Task directions: Each line from the one containing "One pin marks each instance of the puddle" through the end of the data below is to be output verbatim, with no lines added or left out.

Data in this exercise:
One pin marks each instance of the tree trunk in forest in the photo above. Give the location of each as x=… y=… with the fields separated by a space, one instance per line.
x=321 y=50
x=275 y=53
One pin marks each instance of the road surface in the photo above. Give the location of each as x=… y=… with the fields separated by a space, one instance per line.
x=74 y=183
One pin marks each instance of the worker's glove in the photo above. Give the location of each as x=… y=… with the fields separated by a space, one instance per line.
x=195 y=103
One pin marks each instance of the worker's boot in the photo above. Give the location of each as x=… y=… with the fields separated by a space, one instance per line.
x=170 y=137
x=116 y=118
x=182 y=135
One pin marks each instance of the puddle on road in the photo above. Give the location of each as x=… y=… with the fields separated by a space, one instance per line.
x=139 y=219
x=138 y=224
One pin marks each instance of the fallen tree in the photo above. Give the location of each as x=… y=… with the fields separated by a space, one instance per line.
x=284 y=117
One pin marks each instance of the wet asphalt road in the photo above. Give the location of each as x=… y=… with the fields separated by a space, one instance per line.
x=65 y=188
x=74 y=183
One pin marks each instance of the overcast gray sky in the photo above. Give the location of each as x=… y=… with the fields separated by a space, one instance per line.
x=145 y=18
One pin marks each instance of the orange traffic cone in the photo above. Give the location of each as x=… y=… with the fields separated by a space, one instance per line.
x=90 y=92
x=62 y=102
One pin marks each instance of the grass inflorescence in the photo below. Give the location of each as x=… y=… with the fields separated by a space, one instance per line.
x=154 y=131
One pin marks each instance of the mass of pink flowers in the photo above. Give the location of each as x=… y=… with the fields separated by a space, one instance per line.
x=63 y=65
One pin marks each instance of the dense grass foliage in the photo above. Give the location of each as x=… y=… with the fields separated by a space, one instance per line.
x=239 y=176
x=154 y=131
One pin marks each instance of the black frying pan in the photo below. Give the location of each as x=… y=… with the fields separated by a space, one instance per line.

Answer for this exercise:
One pin marks each instance of the puddle on road in the photo above. Give the location of each as x=… y=… with the fields separated by a space, one instance per line.
x=139 y=219
x=138 y=224
One pin marks each instance of the fallen tree in the photo above. Give the location of each as x=… y=… with the fields separated by a space, one instance per line.
x=284 y=117
One pin marks each instance of the wet asphalt road in the photo above. Give the location of each as x=… y=… with the fields separated by a space, one instance per line.
x=65 y=188
x=74 y=183
One pin marks each instance of the overcast gray sky in the photo above. Give the location of each as x=… y=… with the fields separated by a space, one instance per line.
x=145 y=18
One pin marks each instance of the orange traffic cone in the photo above. Give the location of each as x=… y=… with the fields separated by a space, one instance per line.
x=90 y=92
x=62 y=102
One pin marks each instance of the grass inflorescence in the photo below. Give the location of each as x=… y=… with the fields separated by a space, one instance per line.
x=154 y=131
One pin marks each instance of the mass of pink flowers in the photo above. Give the location of each as x=… y=… with the fields separated by a space, one instance per line.
x=63 y=65
One pin marks each instance of the dense grass foliage in the photo above. Give the location of each as x=… y=… with the fields separated by a space, one instance per line.
x=239 y=176
x=154 y=131
One pin marks each instance of the black frying pan in the photo below. Give the location of each as x=… y=… with the fields separated by a space, one instance per line.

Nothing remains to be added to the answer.